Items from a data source
##############################

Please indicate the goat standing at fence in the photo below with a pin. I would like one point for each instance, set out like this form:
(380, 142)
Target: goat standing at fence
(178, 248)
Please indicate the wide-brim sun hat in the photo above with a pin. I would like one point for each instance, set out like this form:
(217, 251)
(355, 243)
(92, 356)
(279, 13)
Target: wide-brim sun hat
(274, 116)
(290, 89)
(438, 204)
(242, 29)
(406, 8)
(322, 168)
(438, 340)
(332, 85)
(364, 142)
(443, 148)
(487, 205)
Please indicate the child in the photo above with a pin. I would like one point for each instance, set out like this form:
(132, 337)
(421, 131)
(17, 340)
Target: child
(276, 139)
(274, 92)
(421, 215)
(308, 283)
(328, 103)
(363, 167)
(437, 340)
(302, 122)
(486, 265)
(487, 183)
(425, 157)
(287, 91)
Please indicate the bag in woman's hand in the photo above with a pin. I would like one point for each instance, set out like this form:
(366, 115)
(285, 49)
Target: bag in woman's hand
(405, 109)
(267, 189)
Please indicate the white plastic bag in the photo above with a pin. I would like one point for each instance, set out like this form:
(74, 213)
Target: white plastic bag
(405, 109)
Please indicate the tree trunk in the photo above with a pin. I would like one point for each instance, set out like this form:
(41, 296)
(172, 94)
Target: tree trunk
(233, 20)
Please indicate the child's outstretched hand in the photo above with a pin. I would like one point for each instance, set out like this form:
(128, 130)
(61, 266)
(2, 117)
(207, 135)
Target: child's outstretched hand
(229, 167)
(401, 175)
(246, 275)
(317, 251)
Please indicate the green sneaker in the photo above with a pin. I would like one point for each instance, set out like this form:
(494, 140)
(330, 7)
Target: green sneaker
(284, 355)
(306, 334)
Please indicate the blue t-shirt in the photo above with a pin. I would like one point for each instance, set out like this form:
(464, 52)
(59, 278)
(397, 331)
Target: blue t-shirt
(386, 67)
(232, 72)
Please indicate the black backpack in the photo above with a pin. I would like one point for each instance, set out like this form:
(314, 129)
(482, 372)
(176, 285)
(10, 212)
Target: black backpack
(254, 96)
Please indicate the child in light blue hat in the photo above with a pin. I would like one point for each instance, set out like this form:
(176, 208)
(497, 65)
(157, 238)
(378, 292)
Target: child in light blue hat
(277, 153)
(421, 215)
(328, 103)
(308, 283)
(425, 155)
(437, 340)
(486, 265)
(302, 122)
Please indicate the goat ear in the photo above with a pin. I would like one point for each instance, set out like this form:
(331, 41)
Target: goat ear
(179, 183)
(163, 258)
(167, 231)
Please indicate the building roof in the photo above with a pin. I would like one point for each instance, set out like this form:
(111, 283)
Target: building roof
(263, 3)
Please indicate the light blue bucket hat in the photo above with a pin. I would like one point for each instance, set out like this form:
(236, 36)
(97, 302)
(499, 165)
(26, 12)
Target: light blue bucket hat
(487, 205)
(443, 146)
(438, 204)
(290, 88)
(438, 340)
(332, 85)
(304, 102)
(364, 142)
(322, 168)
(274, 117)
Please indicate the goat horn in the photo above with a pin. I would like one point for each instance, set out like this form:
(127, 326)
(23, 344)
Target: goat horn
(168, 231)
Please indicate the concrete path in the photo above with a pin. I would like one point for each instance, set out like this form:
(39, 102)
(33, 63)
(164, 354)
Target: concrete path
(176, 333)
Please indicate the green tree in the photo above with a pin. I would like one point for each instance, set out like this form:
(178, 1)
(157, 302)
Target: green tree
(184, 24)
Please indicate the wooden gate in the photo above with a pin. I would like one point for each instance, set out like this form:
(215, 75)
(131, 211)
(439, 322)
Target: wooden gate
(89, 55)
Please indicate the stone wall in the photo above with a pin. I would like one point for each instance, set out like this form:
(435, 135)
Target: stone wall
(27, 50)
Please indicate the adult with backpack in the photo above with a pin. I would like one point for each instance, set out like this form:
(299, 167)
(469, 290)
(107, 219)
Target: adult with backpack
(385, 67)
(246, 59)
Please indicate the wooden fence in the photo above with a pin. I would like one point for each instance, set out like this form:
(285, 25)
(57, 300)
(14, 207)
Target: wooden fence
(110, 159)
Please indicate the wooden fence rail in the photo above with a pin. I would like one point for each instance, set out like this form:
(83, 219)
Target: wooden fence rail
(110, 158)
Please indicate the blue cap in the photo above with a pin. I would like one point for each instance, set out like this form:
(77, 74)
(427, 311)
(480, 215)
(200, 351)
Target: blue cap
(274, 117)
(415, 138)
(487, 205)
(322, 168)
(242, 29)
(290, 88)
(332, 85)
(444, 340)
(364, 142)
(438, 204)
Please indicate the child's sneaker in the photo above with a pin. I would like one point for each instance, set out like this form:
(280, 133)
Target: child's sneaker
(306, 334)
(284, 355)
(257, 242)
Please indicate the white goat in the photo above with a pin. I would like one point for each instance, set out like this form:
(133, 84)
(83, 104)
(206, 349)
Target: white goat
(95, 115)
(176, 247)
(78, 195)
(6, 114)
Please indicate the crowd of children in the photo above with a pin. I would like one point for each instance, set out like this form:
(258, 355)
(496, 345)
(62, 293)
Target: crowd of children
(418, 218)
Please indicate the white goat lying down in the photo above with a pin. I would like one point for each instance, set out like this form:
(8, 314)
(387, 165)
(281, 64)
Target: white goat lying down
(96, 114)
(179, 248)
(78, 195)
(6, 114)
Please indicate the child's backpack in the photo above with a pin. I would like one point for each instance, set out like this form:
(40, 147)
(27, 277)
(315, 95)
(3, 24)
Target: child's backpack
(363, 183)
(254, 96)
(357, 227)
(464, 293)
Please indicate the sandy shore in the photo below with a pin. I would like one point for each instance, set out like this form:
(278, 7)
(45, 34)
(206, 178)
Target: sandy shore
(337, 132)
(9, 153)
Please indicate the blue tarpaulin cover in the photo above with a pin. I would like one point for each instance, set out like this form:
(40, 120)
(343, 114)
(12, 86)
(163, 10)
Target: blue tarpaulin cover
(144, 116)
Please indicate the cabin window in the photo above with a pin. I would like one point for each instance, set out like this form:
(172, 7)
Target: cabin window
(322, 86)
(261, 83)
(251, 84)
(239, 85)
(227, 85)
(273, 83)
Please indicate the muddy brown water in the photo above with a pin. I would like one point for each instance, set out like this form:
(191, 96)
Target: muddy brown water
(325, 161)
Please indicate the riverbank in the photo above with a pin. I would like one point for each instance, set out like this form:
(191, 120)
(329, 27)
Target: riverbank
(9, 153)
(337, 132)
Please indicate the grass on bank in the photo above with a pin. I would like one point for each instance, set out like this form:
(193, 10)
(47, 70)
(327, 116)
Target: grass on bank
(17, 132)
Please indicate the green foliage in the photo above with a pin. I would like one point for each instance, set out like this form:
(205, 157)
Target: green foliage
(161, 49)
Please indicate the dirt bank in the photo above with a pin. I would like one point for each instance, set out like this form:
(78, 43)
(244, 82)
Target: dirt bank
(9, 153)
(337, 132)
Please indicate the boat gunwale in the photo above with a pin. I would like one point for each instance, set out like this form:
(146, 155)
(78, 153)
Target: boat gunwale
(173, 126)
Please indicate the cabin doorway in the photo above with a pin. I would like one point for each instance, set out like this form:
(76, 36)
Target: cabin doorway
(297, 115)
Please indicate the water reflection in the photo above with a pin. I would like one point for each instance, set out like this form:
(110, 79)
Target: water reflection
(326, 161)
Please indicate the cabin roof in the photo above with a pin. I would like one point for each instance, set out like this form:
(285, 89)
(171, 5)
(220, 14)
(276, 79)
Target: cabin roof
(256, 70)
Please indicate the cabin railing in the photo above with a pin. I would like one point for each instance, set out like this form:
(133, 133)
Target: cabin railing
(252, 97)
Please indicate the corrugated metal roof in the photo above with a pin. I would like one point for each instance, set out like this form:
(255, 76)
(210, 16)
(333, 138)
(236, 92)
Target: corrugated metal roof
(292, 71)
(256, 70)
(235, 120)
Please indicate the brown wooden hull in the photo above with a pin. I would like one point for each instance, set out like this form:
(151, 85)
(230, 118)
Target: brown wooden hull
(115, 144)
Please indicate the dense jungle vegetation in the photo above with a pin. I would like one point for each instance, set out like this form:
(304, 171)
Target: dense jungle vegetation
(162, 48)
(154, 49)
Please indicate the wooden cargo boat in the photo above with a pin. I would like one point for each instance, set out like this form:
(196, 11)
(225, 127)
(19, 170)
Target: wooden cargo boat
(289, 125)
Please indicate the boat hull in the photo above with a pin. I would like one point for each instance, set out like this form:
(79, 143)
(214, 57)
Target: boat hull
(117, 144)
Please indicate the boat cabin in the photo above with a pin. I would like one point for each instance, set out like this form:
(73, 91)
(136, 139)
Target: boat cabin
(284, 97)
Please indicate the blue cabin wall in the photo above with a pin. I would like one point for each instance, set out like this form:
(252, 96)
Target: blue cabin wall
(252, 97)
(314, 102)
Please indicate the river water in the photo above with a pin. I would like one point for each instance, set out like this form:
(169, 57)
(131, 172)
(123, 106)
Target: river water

##############################

• **WORK TO BE COMPLETED**:
Set down only the lines above that fall between the line holding "Please indicate the cabin roof" and the line holding "Please indicate the wooden cargo", inclusive, keeping each exact.

• **RESULT OF THE EXERCISE**:
Please indicate the cabin roof in the photo above with a pin. I would like one point for each instance, set out like this form:
(285, 89)
(171, 5)
(220, 14)
(276, 79)
Target: cabin roof
(256, 70)
Please indicate the cabin railing in the photo above with a pin. I would like one point for each instance, set out like this form:
(133, 133)
Target: cabin railing
(252, 97)
Please indicate the corrugated metal roof in the photo above with a pin. I would like one point for each instance, set out like this form:
(255, 76)
(210, 16)
(333, 138)
(236, 92)
Target: corrugated metal roof
(292, 71)
(256, 70)
(235, 120)
Please indicate the brown wooden hull in the photo above with a pin. I would like one point for each instance, set out like this form:
(151, 85)
(230, 118)
Target: brown wooden hull
(115, 144)
Please indicate the dense jungle vegetation in the photo above with a pin. I would like one point for each instance, set out like this form:
(304, 171)
Target: dense jungle vegetation
(162, 48)
(154, 49)
Please indicate the wooden cargo boat in the photo above with a pin. I would like one point for each instance, set out like this form:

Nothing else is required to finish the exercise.